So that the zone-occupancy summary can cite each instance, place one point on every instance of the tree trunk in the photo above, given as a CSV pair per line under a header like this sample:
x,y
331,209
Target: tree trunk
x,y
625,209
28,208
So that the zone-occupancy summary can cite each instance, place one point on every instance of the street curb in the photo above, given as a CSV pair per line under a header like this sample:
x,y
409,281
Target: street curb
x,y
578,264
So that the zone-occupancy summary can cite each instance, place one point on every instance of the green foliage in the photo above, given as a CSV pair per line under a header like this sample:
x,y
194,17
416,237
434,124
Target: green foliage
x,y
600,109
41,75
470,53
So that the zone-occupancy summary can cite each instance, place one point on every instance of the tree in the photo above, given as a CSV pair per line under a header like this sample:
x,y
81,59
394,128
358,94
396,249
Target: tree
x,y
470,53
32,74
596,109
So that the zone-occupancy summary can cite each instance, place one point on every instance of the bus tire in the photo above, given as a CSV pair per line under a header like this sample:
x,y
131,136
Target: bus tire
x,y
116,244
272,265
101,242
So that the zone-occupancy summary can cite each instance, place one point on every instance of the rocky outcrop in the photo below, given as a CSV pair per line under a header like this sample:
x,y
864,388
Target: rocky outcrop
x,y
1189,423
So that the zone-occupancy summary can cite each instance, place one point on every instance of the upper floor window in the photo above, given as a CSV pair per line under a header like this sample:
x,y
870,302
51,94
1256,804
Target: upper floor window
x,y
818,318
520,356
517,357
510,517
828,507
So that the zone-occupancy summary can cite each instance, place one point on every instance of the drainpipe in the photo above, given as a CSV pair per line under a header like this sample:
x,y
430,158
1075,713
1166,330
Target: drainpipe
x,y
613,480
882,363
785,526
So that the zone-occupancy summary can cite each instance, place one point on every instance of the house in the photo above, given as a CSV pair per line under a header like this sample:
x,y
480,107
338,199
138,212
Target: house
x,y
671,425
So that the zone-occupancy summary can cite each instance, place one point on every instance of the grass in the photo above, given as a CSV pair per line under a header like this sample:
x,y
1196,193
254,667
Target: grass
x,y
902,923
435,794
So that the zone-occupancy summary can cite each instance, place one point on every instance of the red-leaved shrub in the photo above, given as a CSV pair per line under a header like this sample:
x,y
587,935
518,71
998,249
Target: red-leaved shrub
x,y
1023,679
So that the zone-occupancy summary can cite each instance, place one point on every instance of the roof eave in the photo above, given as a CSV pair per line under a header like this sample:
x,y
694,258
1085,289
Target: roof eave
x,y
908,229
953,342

◇ ◇ ◇ ◇ ◇ ◇ ◇

_Short exercise_.
Please set out the lines from the one containing "of the roof" through the end of the data above as a numbered list, leaving out any blank lines.

_Solution to this task_.
1. So that the zone-occupancy summary can cite each instance, place one point on every instance of the roof eave in the photo above, given as a CSV pair per line under a header like this sample:
2. x,y
3. 694,258
4. 1085,289
5. Target: roof eave
6. x,y
7. 908,229
8. 953,342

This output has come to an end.